■ Source:
(begin)

Two Delhi Friends Launch India’s First Floating Fitness Brand, Bringing Workouts on Water

In 2024, childhood friends Rachit Mittal and Geet Choithani launched GetWetFit, India’s first floating fitness brand based in Delhi. The startup offers workouts, meditation, and wellness routines, on water. The idea: a refreshing alternative to gyms, combining fitness with the soothing effects of water.

What GetWetFit Offers:

  • Floating Workouts & Healing: Classes are held on water (e.g. platforms or floatable stages) where participants can do exercises, stretching, yoga, or meditation. The buoyancy and water setting add novelty, balance work, and a calming ambiance.
  • Alternative to Traditional Gyms: For people tired of the same gym environment, GetWetFit promises a different vibe, less concrete and more nature, more flow, and something Instagram-worthy.

Founders & Origin Story:

  • Rachit Mittal and Geet Choithani grew up together in Delhi and share a long friendship. Together they conceptualised GetWetFit, drawing on shared love for fitness and nature.

(end)

■ Source data:
(begin)

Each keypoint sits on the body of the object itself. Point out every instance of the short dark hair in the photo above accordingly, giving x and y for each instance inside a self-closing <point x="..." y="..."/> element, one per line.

(end)

■ Written exercise 1:
Reproduce the GetWetFit article from "Two Delhi Friends" up to and including "effects of water.".
■ Written exercise 2:
Answer these questions using the GetWetFit article:
(a) In what year was GetWetFit launched?
(b) What two examples are given of where the classes are held on water?
(c) In which city did the two founders grow up?
■ Written exercise 3:
Summarize the GetWetFit article in two sentences.

■ Expected output 1:
Two Delhi Friends Launch India’s First Floating Fitness Brand, Bringing Workouts on Water

In 2024, childhood friends Rachit Mittal and Geet Choithani launched GetWetFit, India’s first floating fitness brand based in Delhi. The startup offers workouts, meditation, and wellness routines, on water. The idea: a refreshing alternative to gyms, combining fitness with the soothing effects of water.

■ Expected output 2:
(a) 2024
(b) Platforms or floatable stages
(c) Delhi

■ Expected output 3:
In 2024, childhood friends Rachit Mittal and Geet Choithani launched GetWetFit, a Delhi-based brand described as India's first floating fitness brand, which offers workouts, meditation, and wellness routines on water. It is presented as an alternative to traditional gyms, with the water setting adding novelty, balance work, and a calming ambiance, and the founders drew on their shared love for fitness and nature.